## Objective
Count the lines of the following data that contain the string "below", with uppercase and lowercase treated as distinct. Give only the number.

## Data supplied
......

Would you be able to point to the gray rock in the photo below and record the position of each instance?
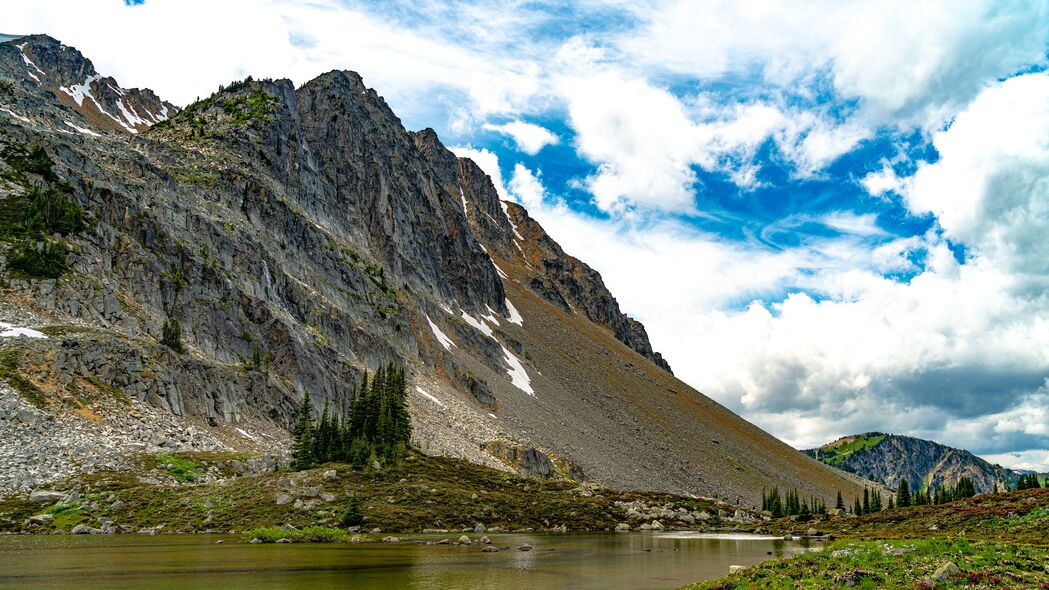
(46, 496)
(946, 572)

......

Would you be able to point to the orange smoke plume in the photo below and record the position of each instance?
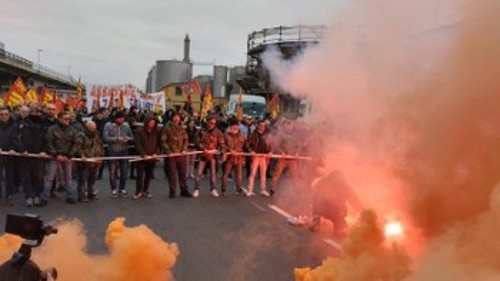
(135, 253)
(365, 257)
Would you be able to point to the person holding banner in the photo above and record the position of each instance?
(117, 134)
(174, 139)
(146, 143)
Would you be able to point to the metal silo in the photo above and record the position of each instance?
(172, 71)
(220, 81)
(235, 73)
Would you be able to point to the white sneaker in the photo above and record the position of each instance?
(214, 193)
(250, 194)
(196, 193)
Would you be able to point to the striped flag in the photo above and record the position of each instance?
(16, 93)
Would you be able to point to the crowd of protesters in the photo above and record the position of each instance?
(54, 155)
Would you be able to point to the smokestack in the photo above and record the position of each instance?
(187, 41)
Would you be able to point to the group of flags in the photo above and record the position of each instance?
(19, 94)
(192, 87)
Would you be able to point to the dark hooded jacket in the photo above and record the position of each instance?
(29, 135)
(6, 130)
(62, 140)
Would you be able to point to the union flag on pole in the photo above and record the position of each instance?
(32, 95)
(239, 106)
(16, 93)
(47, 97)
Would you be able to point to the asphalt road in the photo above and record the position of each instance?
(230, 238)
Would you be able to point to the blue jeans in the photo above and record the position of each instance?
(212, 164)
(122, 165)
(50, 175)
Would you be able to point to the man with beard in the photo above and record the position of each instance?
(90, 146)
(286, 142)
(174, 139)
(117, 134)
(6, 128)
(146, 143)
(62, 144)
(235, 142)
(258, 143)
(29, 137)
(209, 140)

......

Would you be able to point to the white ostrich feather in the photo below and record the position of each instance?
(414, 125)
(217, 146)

......

## Answer to this task
3